- [Problem statement]:
Only the lines below from the one containing "Where can the sky" to the one containing "Target: asphalt road" should be repeated, both included and unchanged.

- [Given records]:
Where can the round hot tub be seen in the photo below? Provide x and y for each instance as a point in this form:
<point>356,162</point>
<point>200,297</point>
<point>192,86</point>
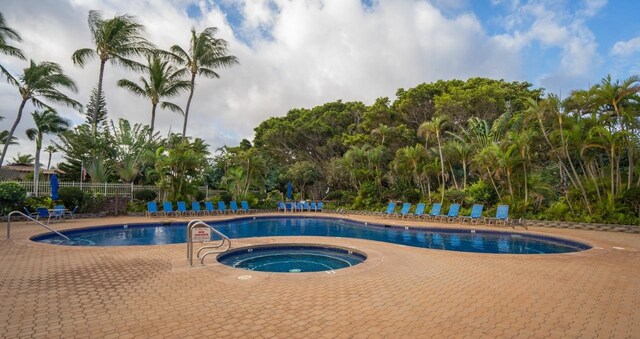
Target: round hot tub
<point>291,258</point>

---

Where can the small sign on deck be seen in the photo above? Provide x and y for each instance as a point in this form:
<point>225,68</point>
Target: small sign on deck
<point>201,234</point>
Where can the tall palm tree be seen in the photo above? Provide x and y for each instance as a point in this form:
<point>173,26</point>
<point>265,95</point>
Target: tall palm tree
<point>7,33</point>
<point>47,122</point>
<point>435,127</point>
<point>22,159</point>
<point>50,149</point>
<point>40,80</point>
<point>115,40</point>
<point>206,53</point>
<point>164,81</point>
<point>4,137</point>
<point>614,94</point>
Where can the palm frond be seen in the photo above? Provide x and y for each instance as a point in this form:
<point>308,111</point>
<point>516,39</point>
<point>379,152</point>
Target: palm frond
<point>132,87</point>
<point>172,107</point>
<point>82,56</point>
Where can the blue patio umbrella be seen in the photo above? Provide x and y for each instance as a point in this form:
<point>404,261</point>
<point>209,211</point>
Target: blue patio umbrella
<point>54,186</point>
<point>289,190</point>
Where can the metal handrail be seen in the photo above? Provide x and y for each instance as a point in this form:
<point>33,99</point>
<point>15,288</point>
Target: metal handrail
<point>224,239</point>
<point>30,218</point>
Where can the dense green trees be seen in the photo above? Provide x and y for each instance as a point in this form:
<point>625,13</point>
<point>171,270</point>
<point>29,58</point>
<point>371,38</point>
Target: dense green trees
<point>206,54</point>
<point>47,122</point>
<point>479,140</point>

---

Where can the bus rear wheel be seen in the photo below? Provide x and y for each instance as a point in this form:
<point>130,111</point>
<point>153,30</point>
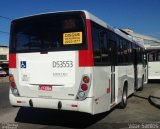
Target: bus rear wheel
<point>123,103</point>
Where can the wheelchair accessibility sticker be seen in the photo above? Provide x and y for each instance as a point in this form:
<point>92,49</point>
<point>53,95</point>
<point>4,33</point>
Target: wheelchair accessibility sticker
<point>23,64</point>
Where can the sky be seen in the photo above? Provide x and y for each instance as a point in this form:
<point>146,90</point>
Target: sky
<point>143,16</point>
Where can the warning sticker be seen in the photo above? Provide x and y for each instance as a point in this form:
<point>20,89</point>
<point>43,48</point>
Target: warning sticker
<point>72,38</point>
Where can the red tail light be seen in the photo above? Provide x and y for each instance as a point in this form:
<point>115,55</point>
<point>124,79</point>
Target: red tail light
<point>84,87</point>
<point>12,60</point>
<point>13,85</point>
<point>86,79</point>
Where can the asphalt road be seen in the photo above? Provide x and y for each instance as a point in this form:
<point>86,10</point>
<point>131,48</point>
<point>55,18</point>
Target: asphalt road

- [Task output]:
Where can the sky be seen in the photo above? Provide x and y for each instance as a point in this form:
<point>146,90</point>
Target: sky
<point>143,16</point>
Where can the warning sticker be seen in the photo above? Provide x and y for each instance as a point in this form:
<point>20,89</point>
<point>43,48</point>
Target: warning sticker
<point>72,38</point>
Where can the red tail light be seen in the photo above? Provide x and y for each instance as a point in this form:
<point>115,55</point>
<point>124,79</point>
Target: red tail light
<point>84,87</point>
<point>12,60</point>
<point>13,85</point>
<point>86,79</point>
Where can the asphalt road be seen in the photo above? Provide x and y for each instance as a point in this form:
<point>86,10</point>
<point>131,48</point>
<point>55,18</point>
Target: asphalt road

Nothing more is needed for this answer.